Ausgewählter Abschnitt:

################

Hat in diesen dauer-verrückten Zeiten eigentlich noch jemand ein Ohr für Scholarship of Teaching and Learning? Im Oktober hatte ich (hier) auf einen Text hingewiesen, in dem die Autoren dazu ihre Zweifel äußerten (SoTL under stress). Trotzdem habe ich es gewagt, einen Termin im Professor:innen-Programm „Wissenschaftsdidaktik im Gespräch“ anzubieten, der sich dem Thema SoTL widmet.
Tatsächlich haben sich zum gestrigen (digitalen) Treffen auch nur vier interessierte Kollegen (ja, alles Männer) angemeldet: aus der Physik, Linguistik, Fachdidaktik und Informatik. Für die wissenschaftsdidaktischen Gespräche sind auch kleine Zahlen wie diese kein Problem – im Gegenteil: fünf bis sieben Personen kommen erfahrungsgemäß gut in einen Austausch. Das Wissen um und die Erfahrungen mit SoTL waren auch in der kleinen Gruppe breit gestreut: von recht spezifischen bildungswissenschaftlichen Kenntnissen über erste Ideen zum Konzept bis zu keiner Vorstellung, aber Interesse. Im Text von
Kern, B., Mettetal, G., Dixson, M. D., & Morgan, R. K. (2015). The role of SoTL in the academy: Upon the 25th anniversary of Boyer’s scholarship reconsidered. Journal of the Scholarship for Teaching and Learning, 15(3), 1-14. (online hier)

################

Daten:
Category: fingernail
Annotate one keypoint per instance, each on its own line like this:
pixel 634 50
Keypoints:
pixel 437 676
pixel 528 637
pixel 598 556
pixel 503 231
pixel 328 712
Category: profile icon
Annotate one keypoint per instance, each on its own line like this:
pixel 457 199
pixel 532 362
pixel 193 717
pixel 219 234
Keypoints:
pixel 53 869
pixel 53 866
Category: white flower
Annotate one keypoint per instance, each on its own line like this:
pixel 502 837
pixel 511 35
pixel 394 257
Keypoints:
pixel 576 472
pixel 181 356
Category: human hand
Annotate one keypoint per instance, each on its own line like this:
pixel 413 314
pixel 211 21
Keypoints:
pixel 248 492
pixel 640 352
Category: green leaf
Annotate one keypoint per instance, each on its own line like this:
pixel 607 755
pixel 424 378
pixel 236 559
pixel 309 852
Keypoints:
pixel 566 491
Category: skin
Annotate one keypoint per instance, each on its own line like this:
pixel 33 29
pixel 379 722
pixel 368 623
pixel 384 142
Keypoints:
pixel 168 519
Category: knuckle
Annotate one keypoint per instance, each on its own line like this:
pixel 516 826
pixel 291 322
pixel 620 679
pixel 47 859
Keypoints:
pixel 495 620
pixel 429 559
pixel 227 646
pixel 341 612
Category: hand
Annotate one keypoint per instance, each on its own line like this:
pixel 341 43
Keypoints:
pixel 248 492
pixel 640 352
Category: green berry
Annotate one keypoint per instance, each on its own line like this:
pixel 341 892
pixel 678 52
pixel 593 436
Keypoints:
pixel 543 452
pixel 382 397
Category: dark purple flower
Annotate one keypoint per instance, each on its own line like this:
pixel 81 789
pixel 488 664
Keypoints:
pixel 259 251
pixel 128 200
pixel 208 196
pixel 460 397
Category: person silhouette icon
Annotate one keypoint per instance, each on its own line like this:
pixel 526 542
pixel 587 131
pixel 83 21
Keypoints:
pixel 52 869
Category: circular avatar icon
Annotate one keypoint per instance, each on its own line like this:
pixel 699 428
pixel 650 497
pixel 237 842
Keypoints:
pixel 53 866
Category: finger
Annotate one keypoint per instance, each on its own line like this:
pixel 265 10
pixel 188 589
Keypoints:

################

Aufgabe: Aus welchen Fächern kamen laut dem Abschnitt über SoTL die vier Kollegen, die sich zum digitalen Treffen angemeldet hatten? Die Einträge haben eine andere Herkunft als der Abschnitt.

Lösung: Aus der Physik, der Linguistik, der Fachdidaktik und der Informatik.